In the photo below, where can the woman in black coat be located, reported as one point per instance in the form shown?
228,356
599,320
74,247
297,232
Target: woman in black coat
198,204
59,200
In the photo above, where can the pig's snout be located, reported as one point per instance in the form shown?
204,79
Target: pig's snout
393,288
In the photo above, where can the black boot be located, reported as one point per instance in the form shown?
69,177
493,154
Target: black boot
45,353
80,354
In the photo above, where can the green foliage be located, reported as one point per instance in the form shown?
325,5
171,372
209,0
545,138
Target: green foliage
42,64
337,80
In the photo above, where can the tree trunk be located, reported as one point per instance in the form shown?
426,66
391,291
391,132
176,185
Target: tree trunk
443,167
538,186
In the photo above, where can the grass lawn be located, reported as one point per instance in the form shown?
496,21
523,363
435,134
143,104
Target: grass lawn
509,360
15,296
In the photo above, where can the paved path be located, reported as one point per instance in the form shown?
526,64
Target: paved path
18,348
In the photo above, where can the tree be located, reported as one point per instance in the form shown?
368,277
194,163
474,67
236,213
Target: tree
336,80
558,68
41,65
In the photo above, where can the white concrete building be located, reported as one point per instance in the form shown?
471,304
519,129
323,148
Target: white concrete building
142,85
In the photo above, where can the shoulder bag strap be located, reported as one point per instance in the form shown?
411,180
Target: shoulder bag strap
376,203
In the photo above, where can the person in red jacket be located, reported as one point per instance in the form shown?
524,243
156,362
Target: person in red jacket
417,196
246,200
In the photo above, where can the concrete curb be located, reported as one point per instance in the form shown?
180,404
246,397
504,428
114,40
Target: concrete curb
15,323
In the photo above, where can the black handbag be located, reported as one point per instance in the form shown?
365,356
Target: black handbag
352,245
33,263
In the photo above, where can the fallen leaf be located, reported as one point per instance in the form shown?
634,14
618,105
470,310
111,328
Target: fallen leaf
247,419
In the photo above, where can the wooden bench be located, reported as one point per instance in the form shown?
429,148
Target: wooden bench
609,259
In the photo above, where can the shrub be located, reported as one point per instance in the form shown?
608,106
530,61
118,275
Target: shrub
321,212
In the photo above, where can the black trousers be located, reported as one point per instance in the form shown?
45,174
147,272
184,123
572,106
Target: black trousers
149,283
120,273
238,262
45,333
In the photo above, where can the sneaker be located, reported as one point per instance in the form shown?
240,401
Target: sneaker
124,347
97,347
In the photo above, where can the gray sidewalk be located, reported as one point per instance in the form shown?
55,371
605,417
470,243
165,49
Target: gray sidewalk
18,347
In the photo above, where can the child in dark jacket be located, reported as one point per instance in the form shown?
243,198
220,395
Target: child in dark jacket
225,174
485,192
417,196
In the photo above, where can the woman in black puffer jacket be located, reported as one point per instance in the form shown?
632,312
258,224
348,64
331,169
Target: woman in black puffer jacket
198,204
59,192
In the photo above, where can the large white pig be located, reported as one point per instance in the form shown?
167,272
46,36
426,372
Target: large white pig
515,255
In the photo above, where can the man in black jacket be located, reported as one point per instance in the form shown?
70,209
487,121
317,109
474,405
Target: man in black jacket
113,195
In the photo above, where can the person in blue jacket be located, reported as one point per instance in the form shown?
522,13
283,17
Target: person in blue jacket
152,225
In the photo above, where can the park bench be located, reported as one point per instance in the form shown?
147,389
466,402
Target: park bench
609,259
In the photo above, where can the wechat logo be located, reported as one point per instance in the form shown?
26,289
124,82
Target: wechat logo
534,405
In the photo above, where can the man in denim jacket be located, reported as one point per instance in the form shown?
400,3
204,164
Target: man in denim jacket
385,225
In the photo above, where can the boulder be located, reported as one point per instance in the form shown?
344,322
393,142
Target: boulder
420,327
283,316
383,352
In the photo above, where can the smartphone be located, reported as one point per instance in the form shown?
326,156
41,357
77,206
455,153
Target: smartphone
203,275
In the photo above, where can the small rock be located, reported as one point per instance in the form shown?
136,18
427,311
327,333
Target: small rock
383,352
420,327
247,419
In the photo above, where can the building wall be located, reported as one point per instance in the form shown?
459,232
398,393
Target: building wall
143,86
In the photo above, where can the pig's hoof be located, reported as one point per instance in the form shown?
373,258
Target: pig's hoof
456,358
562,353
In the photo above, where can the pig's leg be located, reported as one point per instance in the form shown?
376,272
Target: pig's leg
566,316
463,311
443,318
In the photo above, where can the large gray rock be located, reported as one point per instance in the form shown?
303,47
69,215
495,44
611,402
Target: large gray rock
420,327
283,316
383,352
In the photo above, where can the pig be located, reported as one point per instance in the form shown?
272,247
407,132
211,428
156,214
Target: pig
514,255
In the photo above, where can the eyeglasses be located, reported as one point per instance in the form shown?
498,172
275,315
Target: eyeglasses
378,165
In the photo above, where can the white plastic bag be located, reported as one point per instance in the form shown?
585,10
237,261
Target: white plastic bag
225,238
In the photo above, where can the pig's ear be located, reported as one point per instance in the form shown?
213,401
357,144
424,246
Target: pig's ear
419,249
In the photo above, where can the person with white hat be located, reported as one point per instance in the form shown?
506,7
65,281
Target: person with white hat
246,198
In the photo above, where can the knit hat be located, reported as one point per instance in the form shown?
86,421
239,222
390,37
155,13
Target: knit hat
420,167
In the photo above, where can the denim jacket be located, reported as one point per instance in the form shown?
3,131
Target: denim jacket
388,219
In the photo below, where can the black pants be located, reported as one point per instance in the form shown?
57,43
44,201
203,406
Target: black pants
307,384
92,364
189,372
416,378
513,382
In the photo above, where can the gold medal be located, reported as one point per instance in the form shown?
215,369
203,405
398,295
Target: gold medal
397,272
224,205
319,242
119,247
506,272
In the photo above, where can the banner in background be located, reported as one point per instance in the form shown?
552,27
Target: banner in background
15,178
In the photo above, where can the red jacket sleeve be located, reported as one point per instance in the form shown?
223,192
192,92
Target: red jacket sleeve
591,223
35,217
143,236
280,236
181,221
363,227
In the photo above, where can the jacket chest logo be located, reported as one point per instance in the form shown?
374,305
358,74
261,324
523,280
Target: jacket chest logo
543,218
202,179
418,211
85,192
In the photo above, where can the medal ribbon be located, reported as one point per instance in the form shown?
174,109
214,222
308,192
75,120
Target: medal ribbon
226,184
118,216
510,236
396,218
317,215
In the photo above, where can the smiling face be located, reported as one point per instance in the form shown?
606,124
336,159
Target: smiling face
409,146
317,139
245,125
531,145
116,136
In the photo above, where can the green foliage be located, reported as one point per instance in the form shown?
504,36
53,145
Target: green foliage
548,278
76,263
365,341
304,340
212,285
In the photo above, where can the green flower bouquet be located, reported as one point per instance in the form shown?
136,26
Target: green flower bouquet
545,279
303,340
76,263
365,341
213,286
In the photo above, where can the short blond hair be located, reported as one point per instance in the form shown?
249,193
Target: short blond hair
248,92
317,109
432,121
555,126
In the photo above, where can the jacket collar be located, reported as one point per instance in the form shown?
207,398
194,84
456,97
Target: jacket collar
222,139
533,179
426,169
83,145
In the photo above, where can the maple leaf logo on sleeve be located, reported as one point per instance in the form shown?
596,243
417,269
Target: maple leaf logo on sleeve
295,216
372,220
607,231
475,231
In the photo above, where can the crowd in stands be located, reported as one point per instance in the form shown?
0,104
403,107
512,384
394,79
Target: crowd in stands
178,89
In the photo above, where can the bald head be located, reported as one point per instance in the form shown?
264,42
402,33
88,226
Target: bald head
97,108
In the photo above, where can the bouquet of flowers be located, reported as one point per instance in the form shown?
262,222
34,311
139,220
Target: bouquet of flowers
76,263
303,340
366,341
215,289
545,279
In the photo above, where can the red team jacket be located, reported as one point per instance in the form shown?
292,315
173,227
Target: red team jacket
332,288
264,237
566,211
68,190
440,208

□ □ □ □ □

## [Problem statement]
Each line that holds the string "below" is to be copied from the entries above.

## [Reply]
In the photo below, where can the woman in black coat be located, reported as one point per instance in the form shown?
In the photo below, where can the black pants be located, reported as one point per instance in the form shown?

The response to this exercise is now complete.